──────── DATA PROVIDED ────────

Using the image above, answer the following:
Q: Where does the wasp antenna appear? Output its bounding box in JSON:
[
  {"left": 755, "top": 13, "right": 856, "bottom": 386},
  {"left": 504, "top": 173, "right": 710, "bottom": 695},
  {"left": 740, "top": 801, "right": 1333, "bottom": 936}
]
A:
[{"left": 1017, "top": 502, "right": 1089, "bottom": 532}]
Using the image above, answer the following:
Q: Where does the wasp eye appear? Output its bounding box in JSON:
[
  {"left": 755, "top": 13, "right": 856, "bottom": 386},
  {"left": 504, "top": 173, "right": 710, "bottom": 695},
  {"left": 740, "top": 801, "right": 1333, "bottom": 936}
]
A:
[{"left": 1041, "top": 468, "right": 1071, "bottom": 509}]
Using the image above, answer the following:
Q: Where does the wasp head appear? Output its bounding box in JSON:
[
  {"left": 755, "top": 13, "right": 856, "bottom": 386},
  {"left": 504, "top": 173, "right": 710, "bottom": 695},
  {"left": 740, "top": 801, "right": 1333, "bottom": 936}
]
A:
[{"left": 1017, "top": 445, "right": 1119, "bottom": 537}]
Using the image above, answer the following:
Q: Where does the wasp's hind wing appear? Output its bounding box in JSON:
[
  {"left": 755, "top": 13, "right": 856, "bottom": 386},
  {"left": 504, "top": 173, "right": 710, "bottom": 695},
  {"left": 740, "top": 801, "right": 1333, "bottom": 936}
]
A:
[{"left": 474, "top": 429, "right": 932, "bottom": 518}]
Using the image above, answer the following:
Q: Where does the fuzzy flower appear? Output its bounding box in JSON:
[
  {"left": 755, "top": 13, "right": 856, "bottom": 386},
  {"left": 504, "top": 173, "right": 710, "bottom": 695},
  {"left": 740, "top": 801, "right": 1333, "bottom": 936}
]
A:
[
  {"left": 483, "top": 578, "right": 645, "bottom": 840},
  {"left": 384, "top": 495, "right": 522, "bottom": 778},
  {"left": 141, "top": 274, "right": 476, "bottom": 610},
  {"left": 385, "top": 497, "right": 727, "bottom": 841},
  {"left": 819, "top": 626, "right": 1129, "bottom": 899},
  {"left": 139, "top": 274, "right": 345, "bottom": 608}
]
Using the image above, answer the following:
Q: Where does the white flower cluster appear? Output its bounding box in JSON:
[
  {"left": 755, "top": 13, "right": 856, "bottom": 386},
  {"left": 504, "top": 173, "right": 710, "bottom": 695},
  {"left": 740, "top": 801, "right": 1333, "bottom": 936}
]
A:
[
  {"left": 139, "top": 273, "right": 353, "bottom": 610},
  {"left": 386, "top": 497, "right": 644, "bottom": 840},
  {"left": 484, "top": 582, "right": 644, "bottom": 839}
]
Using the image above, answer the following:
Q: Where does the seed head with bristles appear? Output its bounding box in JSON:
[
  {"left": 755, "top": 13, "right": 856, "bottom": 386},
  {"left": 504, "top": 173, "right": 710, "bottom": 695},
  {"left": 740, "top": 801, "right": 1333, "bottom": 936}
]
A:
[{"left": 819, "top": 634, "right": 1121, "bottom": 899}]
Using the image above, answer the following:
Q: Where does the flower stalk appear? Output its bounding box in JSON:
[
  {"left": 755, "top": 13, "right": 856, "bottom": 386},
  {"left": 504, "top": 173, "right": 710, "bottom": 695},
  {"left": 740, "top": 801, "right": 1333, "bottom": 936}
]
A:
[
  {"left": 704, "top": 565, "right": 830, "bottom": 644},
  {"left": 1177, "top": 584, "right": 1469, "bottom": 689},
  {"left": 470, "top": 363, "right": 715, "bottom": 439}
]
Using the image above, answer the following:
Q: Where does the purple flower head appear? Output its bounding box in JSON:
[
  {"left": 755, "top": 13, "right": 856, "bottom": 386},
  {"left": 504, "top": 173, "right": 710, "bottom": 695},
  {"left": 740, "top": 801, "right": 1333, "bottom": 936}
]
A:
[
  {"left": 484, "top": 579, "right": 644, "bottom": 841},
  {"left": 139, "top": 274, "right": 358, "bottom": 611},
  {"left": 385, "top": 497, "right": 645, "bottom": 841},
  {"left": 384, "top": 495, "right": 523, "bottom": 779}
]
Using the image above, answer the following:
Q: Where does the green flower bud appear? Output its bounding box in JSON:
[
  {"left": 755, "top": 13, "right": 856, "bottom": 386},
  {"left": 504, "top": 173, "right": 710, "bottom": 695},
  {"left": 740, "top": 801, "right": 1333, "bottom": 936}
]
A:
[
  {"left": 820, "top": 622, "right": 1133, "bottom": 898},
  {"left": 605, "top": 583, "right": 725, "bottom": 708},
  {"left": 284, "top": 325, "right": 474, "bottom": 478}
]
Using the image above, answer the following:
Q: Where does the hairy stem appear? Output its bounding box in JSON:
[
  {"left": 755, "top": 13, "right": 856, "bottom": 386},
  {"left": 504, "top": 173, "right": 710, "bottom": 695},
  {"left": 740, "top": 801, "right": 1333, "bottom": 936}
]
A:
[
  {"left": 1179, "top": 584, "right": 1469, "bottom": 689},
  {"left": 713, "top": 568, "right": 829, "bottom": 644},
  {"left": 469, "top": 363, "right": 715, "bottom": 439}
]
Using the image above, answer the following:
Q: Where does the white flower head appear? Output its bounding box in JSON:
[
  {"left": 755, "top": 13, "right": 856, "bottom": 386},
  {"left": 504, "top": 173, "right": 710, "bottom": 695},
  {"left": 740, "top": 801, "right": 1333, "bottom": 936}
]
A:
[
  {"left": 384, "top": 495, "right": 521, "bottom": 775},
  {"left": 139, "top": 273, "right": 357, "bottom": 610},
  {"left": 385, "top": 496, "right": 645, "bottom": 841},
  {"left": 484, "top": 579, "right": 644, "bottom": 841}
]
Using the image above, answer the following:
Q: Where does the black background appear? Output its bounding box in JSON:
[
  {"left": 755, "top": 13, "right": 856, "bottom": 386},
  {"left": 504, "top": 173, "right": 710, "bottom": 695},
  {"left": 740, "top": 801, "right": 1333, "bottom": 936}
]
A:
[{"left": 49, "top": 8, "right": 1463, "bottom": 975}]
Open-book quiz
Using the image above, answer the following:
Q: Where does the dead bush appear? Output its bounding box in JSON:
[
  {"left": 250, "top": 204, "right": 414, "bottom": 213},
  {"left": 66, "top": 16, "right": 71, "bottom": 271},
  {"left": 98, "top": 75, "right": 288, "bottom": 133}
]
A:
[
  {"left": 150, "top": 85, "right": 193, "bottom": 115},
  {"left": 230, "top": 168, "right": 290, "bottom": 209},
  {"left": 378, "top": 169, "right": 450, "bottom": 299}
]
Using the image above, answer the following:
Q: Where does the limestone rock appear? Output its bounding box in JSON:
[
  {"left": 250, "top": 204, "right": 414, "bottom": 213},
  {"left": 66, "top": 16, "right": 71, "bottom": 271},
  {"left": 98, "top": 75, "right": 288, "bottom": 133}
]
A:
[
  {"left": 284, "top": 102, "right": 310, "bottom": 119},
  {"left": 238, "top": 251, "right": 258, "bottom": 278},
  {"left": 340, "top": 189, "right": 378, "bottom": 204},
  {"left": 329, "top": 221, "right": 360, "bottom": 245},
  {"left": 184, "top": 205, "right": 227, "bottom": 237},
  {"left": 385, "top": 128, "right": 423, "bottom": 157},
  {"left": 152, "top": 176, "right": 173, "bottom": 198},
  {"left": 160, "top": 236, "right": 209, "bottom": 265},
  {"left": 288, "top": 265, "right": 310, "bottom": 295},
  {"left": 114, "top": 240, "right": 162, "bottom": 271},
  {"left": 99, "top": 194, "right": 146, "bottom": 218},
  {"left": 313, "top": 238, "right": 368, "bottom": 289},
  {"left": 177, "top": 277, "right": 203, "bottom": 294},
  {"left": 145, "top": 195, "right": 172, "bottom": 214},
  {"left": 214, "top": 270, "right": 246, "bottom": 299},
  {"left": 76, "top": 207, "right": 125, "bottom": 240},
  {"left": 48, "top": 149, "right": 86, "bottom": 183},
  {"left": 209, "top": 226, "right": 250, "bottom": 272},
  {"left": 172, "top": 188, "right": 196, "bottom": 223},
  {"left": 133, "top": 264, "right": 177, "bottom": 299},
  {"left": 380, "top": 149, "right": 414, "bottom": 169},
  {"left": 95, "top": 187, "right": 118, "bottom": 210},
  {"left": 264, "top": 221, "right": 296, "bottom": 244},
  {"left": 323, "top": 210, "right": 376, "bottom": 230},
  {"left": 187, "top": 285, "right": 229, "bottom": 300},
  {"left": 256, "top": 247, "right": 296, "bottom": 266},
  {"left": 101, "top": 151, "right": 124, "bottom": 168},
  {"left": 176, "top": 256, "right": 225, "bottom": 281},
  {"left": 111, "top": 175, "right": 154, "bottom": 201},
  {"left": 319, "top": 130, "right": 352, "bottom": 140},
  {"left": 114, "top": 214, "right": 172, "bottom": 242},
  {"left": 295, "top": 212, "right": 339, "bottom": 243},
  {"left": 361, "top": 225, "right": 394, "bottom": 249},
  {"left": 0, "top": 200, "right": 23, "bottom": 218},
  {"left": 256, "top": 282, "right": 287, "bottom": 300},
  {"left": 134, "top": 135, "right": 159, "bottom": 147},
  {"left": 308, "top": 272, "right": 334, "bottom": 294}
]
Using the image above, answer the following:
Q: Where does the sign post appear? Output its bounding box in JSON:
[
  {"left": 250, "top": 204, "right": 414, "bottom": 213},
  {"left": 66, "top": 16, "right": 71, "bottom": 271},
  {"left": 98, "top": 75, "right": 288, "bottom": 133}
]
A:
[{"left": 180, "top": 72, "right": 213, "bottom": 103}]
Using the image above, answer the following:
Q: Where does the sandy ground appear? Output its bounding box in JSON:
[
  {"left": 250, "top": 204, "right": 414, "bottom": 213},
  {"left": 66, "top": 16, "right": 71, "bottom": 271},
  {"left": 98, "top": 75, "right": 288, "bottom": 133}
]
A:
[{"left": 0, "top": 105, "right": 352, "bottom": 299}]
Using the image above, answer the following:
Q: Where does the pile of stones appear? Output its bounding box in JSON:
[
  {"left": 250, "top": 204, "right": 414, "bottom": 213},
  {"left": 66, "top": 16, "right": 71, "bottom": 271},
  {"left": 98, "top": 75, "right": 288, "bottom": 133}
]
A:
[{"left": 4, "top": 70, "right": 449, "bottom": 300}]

────────

## [EXERCISE BRIEF]
Each line above that contains the string "wasp" should be identified and copied.

## [COMPLETED TASK]
Q: Where does the wasp antenna appear? Output its bounding box in JSON:
Q: Where does the wasp eye appear? Output its bounding box in JSON:
Q: Where does the wasp head appear? Output its bounding box in JSON:
Q: Where does the wasp's hind wing appear? Output its bounding box in JSON:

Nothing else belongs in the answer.